_Page extract_
┏━━

Let $f:X\to Y$ be a continuous map, and let $M_f = (X\times I) \sqcup Y)/(x,0)\sim f(x)$ be its mapping cylinder.
Then the inclusion $X\to M_f$ is a cofibration.
My attempt:
Using the following theorem from Bredon seems like the most promising route:
1.5. Theorem. Assume that $A \subset X$ is closed and that there exist a neighbourhood $U$ of $A$ and a map $\phi : X \to I$, such that:
- $A = \phi ^{-1} (0)$;
- $\phi (X \setminus U) = \{ 1 \}$;
- $U$ deforms to $A$ through $X$ with $A$ fixed. That is, there is a map $H : U \times I \to X$ such that $H(a,t) = a \ \forall a \in A$, $H(u,0) = u$, and $H(u,1) \in A \ \forall u \in U$.
Then the inclusion $A \hookrightarrow X$ is a cofibration. The converse also holds.
Let us define a map $$\phi: M_f \to I, \quad (x,t)\mapsto \min(1,2-2t);\,\, y\mapsto 1$$
Then $\phi^{-1}(0) = X \times \{1\}$. Let $U$ be the upper half of the mapping cylinder. Then $\phi(U^c) = \{1\}$. Also, $X\times \{1\}$ is a strong deformation retract of $U$ I think.
So, by the theorem, the inclusion $X\to M_f$ is a cofibration.
I'm not sure if I'm on the right track. Is there a better way to do this? Is my way correct?

┗━━

In the mapping cylinder post, which author's book is cited as the source of the cofibration theorem?

_Dataset entries_
┏━━

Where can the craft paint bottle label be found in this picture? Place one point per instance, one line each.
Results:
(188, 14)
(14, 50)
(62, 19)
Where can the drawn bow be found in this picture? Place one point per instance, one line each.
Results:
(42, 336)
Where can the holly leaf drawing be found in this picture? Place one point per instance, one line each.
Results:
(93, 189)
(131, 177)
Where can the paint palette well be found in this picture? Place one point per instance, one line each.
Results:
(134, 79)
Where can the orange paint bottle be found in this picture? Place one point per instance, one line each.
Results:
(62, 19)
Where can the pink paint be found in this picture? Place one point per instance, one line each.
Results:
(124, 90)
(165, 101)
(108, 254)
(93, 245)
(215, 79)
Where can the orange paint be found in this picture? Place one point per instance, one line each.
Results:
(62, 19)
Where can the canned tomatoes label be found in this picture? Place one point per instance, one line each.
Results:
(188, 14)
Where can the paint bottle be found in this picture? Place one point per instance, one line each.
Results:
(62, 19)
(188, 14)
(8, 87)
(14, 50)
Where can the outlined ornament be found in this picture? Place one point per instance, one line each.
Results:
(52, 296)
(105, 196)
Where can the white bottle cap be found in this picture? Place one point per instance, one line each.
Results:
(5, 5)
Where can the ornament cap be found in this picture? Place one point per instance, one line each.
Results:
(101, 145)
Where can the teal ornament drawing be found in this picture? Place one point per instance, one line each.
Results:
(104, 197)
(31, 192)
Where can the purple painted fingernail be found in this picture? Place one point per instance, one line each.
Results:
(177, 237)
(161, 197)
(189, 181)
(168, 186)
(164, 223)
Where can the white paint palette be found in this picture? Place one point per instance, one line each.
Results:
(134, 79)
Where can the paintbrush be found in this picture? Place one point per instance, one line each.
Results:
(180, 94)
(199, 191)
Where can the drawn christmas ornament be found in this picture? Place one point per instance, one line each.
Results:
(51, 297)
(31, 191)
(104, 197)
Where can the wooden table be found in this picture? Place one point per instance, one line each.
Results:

┗━━

_Exercise solution_
Bredon